### WRITTEN TASKS:
- A) From the fuel cell patent excerpt, quote the stretch from "2. The method" through "cathode outlet (50).".
- B) Using the fuel cell patent excerpt, decide whether each statement agrees with it. Answer yes or no, and quote the words that decide it.
(i) During the regeneration phase, the hydrogen supply to the relevant fuel cell stack is interrupted.
(ii) Purge gas is introduced into a cathode portion of the relevant fuel cell stack.
(iii) Under claim 2, the purge gas is supplied into a cathode outlet.

FUEL CELL OPERATING METHOD FOR REGENERATING A CATHODE CATALYST

Abstract

The invention relates to a method for operating a PEM fuel cell system having at least one fuel cell stack for regenerating a cathode catalyst of the fuel cell system as required, the method comprising the steps of: supplying the fuel cell system with hydrogen and oxygen in order to carry out a fuel cell process in a normal operating phase; continuously and/or repeatedly acquiring at least one operating parameter for evaluating performance of the fuel cell system; and initiating a temporary regeneration phase of the at least one fuel cell stack, consisting of: providing external electrical power for compensating for the electrical power of the relevant fuel cell stack; interrupting the supply to the relevant fuel cell stack of oxygen; introducing purge gas into a cathode portion of the relevant fuel cell stack; and, after a predetermined flushing time has elapsed, canceling the temporary regeneration phase in order to carry on the normal operating phase.

Claims

1. A method (62, 94) for operating a PEM fuel cell system (2, 86) having at least one fuel cell stack (4, 88, 90) for regenerating a cathode catalyst of the fuel cell system (2, 86) as required, the method comprising the steps of: supplying the fuel cell system (2, 86) with hydrogen and oxygen to carry out a fuel cell process in a normal operating phase; continuously and/or repeatedly acquiring (64) at least one operating parameter for evaluating performance of the fuel cell system (2, 86); and initiating a temporary regeneration phase of the at least one fuel cell stack (4, 88, 90), consisting of: providing (66) external electrical power for compensating for the electrical power of the relevant fuel cell stack (4, 88, 90); interrupting (68) the supply to the relevant fuel cell stack (4, 88, 90) of oxygen; introducing (72) purge gas into a cathode portion (8) of the relevant fuel cell stack (4, 88, 90); and, after a predetermined flushing time has elapsed, canceling the temporary regeneration phase to carry on (84) the normal operating phase.

2. The method (62, 94) according to claim 1, wherein introducing (72) purge gas into the cathode portion (8) comprises supplying the purge gas into a cathode outlet (50).

### MATERIAL PROVIDED:

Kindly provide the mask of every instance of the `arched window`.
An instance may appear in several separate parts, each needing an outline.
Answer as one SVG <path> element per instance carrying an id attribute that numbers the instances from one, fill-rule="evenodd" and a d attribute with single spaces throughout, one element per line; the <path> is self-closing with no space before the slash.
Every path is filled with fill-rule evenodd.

### SOLUTIONS BY TASK:
- A)
2. The method (62, 94) according to claim 1, wherein introducing (72) purge gas into the cathode portion (8) comprises supplying the purge gas into a cathode outlet (50).

- B)
(i) No: "interrupting the supply to the relevant fuel cell stack of oxygen"
(ii) Yes: "introducing purge gas into a cathode portion of the relevant fuel cell stack"
(iii) Yes: "supplying the purge gas into a cathode outlet (50)"